WHAT THE TASK REQUIRES =
Your answer should be the full data, transcribed exactly, with no pictures in it.

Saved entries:
######

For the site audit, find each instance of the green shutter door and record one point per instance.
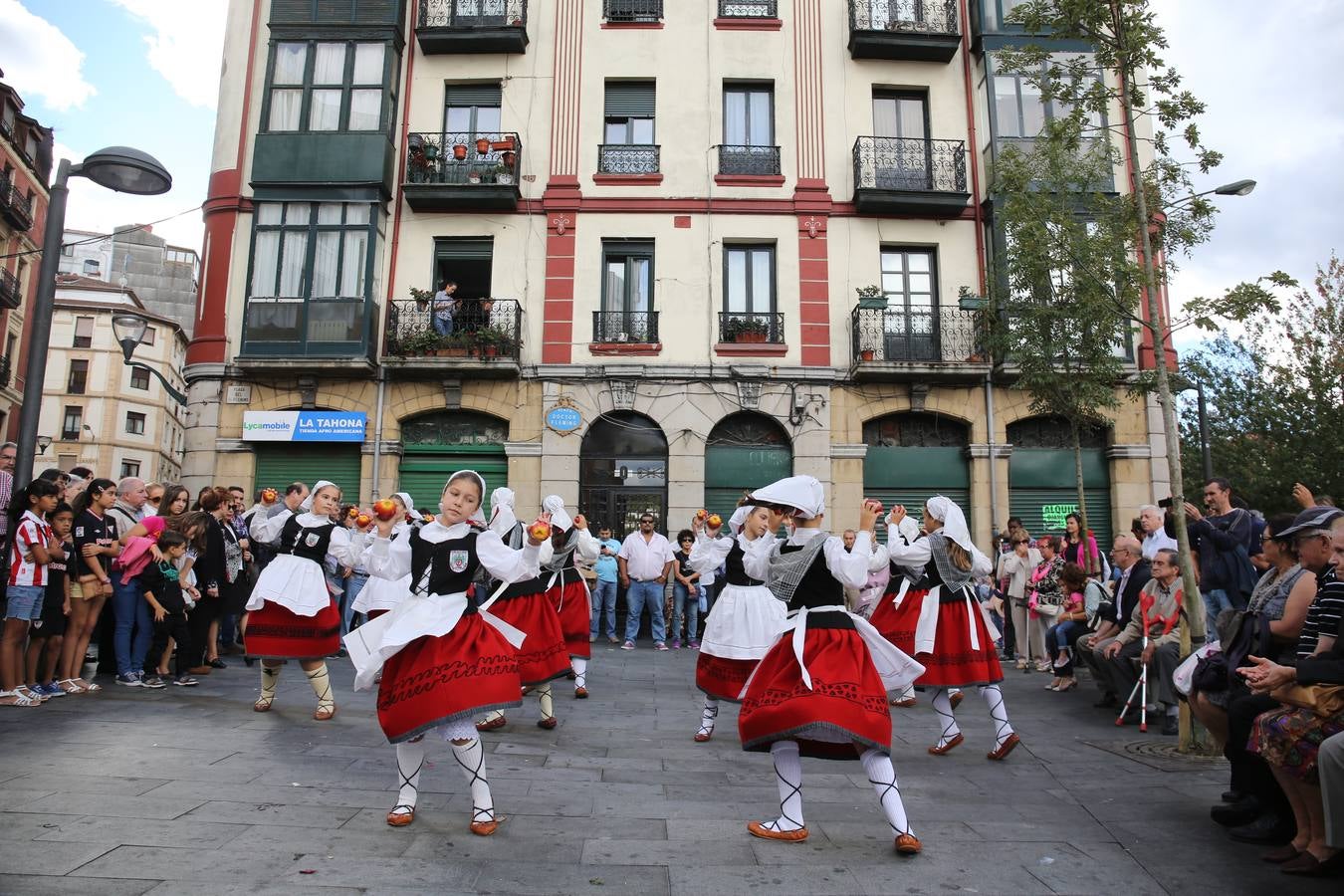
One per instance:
(425, 470)
(730, 470)
(281, 464)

######

ANSWER SPACE =
For the site audit, find each instance of the green shutter door and record one point per instance.
One per instance:
(425, 470)
(730, 470)
(281, 464)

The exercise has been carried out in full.